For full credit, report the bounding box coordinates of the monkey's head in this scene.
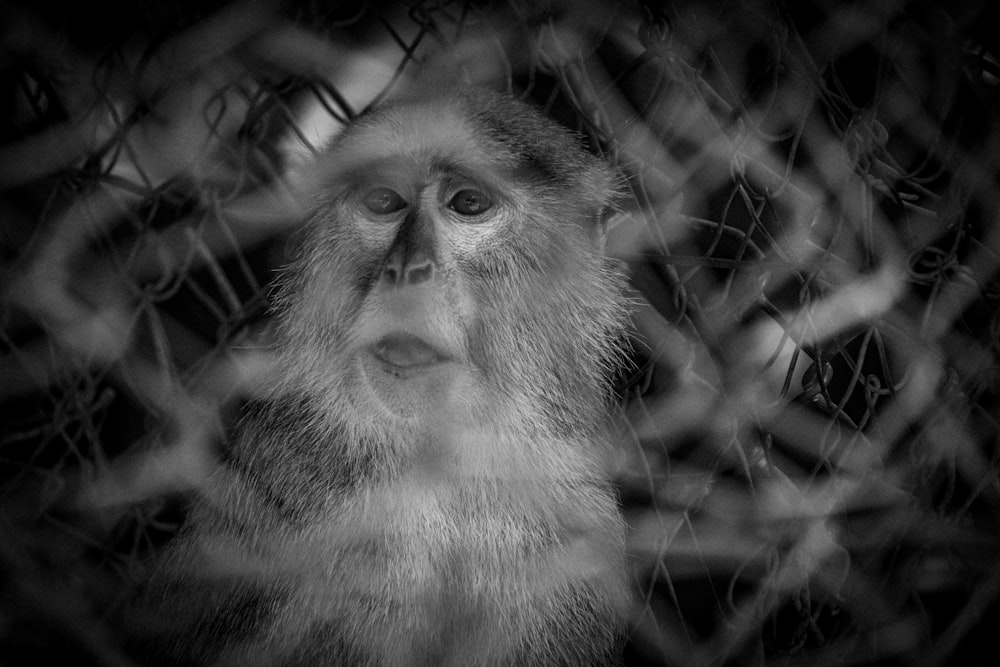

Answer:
[278,90,625,444]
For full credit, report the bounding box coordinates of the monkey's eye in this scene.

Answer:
[362,188,406,215]
[448,188,493,215]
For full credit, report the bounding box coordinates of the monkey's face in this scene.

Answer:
[285,92,617,434]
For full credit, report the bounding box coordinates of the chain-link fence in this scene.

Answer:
[0,0,1000,665]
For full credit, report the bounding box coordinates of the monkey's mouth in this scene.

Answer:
[370,332,448,370]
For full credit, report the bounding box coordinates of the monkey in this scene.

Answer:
[121,88,628,665]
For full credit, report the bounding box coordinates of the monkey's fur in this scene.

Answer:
[133,90,626,665]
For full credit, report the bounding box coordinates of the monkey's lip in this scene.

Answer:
[370,332,448,369]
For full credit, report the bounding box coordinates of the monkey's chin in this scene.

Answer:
[359,333,460,418]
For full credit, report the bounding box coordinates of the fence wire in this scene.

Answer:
[0,0,1000,665]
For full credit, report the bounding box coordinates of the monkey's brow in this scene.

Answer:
[430,157,516,187]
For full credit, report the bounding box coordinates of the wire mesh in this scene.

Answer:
[0,0,1000,665]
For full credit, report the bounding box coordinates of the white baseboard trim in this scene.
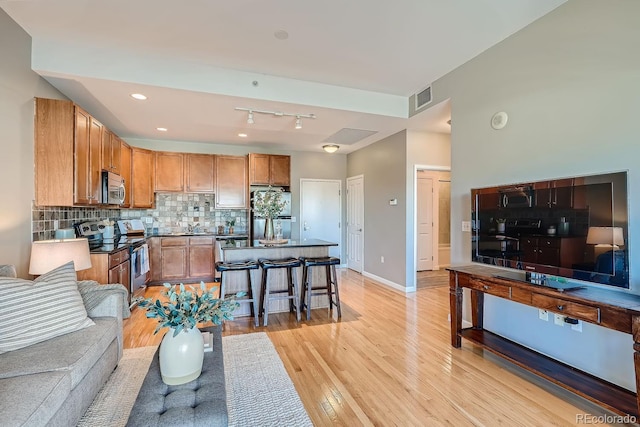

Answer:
[362,270,416,294]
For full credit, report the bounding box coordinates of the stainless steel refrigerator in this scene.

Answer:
[251,190,291,240]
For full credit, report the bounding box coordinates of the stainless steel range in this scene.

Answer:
[118,219,151,296]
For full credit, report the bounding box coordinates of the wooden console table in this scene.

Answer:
[447,264,640,417]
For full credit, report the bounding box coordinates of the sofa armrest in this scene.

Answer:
[78,280,131,360]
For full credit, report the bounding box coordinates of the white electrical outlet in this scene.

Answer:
[571,320,582,332]
[553,313,564,326]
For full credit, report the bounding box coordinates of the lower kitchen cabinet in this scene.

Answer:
[78,248,131,300]
[150,236,215,284]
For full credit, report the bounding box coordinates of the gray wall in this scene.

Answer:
[433,0,640,390]
[0,9,64,277]
[347,131,407,286]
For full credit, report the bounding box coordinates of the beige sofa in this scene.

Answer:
[0,266,129,426]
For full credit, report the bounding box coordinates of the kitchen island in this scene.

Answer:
[216,239,338,316]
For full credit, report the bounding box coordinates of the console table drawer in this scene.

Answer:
[469,279,511,298]
[531,294,600,323]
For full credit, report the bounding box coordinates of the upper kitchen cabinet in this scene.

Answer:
[249,153,291,187]
[73,106,104,205]
[119,140,131,208]
[215,155,249,209]
[102,128,122,175]
[34,98,74,206]
[131,147,155,208]
[35,98,104,206]
[184,154,216,193]
[155,151,184,192]
[534,178,586,208]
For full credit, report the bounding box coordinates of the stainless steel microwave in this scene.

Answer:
[500,187,533,208]
[102,171,125,205]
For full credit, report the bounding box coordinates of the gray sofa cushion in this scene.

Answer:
[0,317,118,390]
[0,371,71,427]
[0,262,93,353]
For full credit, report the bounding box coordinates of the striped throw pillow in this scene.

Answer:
[0,262,94,354]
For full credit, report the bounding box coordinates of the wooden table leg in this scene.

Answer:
[631,316,640,413]
[471,289,484,329]
[449,271,462,348]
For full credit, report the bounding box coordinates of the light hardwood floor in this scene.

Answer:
[125,269,606,427]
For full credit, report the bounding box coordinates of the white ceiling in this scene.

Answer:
[0,0,566,153]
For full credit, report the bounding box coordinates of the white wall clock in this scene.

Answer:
[491,111,509,130]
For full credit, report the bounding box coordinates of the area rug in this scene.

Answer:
[78,332,313,427]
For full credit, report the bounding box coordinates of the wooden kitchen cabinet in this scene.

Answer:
[520,236,585,274]
[77,248,131,301]
[102,128,122,175]
[118,139,131,208]
[188,237,215,280]
[160,237,188,282]
[73,106,104,205]
[215,155,249,208]
[150,236,215,283]
[184,154,216,193]
[154,151,184,192]
[533,178,586,208]
[249,153,291,187]
[131,147,155,208]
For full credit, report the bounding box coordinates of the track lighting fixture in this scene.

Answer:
[236,107,316,129]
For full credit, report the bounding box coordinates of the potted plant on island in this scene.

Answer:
[134,282,244,385]
[253,186,287,240]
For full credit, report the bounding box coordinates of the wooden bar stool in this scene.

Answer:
[258,258,300,326]
[300,256,342,320]
[216,261,259,327]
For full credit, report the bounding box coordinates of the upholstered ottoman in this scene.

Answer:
[127,326,228,427]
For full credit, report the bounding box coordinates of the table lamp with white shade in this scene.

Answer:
[587,227,624,258]
[29,238,91,276]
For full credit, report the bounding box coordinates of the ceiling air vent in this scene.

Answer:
[416,86,432,110]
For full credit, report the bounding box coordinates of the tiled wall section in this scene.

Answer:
[31,205,120,241]
[121,193,249,233]
[32,193,249,241]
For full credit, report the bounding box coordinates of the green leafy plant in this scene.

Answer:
[253,186,287,218]
[135,282,245,337]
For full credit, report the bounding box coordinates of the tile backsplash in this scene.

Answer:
[32,193,249,241]
[121,193,249,233]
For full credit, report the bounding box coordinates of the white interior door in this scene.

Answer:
[347,175,364,273]
[300,179,342,258]
[417,171,434,271]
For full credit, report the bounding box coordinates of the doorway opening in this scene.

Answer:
[415,166,451,272]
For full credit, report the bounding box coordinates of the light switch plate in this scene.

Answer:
[553,313,564,326]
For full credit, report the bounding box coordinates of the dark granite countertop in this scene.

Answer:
[220,239,338,250]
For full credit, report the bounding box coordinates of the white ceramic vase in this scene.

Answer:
[160,328,204,385]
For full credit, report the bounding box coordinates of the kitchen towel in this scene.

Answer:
[140,243,149,274]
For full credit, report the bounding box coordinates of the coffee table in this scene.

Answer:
[127,326,228,427]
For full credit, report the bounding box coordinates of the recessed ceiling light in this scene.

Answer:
[273,30,289,40]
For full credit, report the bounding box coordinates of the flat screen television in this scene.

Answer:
[471,172,629,288]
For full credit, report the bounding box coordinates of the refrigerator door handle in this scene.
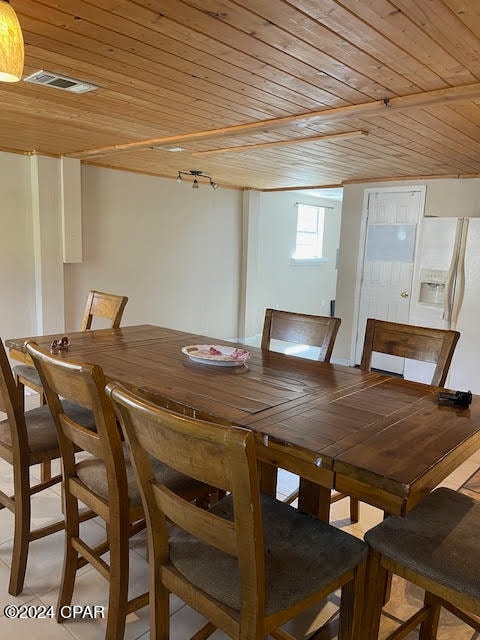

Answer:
[451,218,469,329]
[443,218,463,329]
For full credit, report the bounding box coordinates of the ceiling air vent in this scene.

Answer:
[24,71,98,93]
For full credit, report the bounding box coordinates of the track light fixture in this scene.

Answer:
[177,169,218,191]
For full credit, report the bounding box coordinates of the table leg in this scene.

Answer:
[298,478,331,522]
[258,462,278,498]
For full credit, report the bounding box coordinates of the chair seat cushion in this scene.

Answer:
[365,487,480,600]
[12,364,42,389]
[170,495,367,617]
[76,442,203,508]
[0,400,96,455]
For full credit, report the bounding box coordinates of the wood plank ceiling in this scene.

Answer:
[0,0,480,189]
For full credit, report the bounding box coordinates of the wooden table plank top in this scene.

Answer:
[6,325,480,513]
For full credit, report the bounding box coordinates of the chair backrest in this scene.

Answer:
[0,339,29,464]
[81,291,128,331]
[360,318,460,387]
[261,309,341,362]
[26,341,128,509]
[107,383,265,638]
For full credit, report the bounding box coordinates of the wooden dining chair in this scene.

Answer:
[27,342,210,640]
[261,309,341,362]
[0,340,93,596]
[365,488,480,640]
[13,291,128,404]
[261,309,350,522]
[337,318,460,521]
[360,318,460,387]
[107,383,366,640]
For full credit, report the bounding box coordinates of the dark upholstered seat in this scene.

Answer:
[170,495,367,615]
[0,340,94,596]
[365,488,480,640]
[0,401,95,455]
[27,342,210,640]
[76,443,200,509]
[107,382,367,640]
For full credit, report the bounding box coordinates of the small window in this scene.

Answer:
[292,204,325,261]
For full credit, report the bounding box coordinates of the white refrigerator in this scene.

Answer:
[404,218,480,394]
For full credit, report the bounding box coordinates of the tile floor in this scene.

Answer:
[0,397,480,640]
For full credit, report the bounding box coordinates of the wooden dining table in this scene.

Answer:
[5,325,480,520]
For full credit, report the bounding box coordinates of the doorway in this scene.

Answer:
[354,186,425,374]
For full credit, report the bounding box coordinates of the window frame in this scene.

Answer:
[291,202,327,265]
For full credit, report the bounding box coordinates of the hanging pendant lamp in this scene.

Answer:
[0,0,24,82]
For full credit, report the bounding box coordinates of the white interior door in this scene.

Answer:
[355,190,424,374]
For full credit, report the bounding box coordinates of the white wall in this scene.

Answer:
[247,191,342,340]
[65,166,242,338]
[333,179,480,361]
[0,153,35,339]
******
▸ Written task:
Please render the lines of the listing starting at the line containing "wooden table leg in this scene." and ending at the line containing "[216,261,259,327]" as a Markdown table with the columns Row and Line. Number the rows and leave out the blank lines.

▸ Solution for this exercise:
| Row | Line |
|---|---|
| 1 | For full credit, report the bounding box coordinates of the wooden table leg in this scene. |
| 2 | Answer: |
| 3 | [631,316,640,413] |
| 4 | [471,289,484,329] |
| 5 | [449,271,462,348] |
| 6 | For full credit, report the bounding box coordinates of the light hardwood floor in this scene. |
| 7 | Answer: |
| 8 | [125,269,606,427] |
| 9 | For full credit, report the bounding box coordinates of the white ceiling in this scene. |
| 10 | Answer: |
| 11 | [0,0,566,153] |
| 12 | For full credit, report the bounding box coordinates of the white wall clock in this scene. |
| 13 | Answer: |
| 14 | [491,111,509,130] |
| 15 | For full credit, report the bounding box coordinates of the area rug in this scene. |
| 16 | Answer: |
| 17 | [78,332,313,427] |
| 18 | For full credit, report the bounding box coordinates of the wooden kitchen cabinet in this scene. |
| 19 | Answer: |
| 20 | [520,236,585,274] |
| 21 | [77,248,131,301] |
| 22 | [102,128,122,175] |
| 23 | [118,139,131,208] |
| 24 | [188,237,215,280] |
| 25 | [160,237,188,282] |
| 26 | [73,106,104,205] |
| 27 | [215,155,249,208] |
| 28 | [150,236,215,283] |
| 29 | [184,154,216,193] |
| 30 | [154,151,184,192] |
| 31 | [533,178,586,208] |
| 32 | [249,153,291,187] |
| 33 | [131,147,155,208] |
| 34 | For full credit, report the bounding box coordinates of the track lighting fixture in this scene. |
| 35 | Answer: |
| 36 | [236,107,316,129] |
| 37 | For full credit, report the bounding box coordinates of the potted plant on island in this scene. |
| 38 | Answer: |
| 39 | [134,282,244,385] |
| 40 | [253,186,287,240] |
| 41 | For full credit, report the bounding box coordinates of the wooden bar stool in this scene. |
| 42 | Answer: |
| 43 | [258,258,300,326] |
| 44 | [300,256,342,320] |
| 45 | [216,261,259,327] |